-- start of DATA EXCERPTS --

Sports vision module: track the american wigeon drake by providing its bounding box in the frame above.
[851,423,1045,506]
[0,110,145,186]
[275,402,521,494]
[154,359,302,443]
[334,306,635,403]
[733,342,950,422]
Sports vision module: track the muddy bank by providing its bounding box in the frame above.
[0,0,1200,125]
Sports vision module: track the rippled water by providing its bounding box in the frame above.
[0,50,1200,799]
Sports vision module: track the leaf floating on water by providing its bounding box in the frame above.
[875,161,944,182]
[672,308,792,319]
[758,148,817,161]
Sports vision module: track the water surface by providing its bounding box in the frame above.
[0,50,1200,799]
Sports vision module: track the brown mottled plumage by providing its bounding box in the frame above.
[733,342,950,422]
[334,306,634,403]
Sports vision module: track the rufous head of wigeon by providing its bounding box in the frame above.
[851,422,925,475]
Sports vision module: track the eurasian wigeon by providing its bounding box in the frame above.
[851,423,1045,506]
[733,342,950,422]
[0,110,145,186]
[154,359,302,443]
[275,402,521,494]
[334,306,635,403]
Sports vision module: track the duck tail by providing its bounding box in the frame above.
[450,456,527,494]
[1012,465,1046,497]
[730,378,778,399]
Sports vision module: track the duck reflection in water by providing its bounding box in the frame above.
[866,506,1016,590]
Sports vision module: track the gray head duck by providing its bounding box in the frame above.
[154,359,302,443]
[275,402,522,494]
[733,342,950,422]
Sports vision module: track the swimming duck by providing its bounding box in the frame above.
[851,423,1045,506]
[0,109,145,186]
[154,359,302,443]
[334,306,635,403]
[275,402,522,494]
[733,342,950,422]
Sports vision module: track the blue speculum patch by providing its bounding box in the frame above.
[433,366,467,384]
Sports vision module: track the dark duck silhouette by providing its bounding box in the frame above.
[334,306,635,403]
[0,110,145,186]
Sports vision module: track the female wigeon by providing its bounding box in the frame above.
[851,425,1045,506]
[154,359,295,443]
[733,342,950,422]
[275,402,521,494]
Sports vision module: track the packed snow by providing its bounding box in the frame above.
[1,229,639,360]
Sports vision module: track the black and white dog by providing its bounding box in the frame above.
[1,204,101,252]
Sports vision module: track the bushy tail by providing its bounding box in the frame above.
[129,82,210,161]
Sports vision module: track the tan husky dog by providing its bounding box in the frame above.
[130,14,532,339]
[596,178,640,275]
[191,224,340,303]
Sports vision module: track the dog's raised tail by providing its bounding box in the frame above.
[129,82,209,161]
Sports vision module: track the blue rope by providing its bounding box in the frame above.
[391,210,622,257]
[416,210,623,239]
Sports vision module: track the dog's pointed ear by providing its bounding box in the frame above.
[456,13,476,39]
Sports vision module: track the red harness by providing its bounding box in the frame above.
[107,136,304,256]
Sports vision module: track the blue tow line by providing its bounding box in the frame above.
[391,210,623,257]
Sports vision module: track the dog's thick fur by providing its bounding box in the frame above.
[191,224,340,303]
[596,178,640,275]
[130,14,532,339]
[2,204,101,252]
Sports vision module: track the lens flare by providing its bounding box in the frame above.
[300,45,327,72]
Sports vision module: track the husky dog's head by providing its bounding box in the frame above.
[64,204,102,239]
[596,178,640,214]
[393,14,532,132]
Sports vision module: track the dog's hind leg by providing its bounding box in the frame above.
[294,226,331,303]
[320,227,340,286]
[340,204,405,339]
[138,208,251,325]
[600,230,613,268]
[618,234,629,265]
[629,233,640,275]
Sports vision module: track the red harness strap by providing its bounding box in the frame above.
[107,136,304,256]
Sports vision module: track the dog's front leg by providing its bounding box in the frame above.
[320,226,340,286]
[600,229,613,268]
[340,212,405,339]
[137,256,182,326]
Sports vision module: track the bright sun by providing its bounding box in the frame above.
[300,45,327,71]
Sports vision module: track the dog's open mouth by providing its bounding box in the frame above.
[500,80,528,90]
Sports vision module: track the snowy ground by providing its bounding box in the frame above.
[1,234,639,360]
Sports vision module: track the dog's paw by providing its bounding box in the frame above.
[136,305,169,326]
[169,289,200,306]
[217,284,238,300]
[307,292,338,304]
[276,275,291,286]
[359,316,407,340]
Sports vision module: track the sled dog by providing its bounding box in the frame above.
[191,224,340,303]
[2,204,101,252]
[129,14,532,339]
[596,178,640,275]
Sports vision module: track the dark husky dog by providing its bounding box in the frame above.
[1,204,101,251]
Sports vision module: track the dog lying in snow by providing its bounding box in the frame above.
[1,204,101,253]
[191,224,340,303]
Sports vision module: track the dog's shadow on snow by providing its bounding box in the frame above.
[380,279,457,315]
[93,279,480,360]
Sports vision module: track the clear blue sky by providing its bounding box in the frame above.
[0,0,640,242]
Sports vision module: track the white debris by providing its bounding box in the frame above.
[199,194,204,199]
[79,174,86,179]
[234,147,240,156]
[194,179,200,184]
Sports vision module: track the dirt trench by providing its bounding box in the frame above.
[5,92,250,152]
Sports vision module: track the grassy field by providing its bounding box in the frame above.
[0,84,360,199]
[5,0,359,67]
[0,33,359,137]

-- end of DATA EXCERPTS --

**DIRECTIVE:**
Return each line of the data above that contains the string "head". Case counts.

**EXPECTED ANSWER:**
Sports vision module: track the rufous head of wigeon by providing its bounding box in the frame above.
Sports vision module: track the gray head duck by providing its bounding box in the frame above.
Sports vision module: track the husky dog's head by providing its bounding box in the frame above.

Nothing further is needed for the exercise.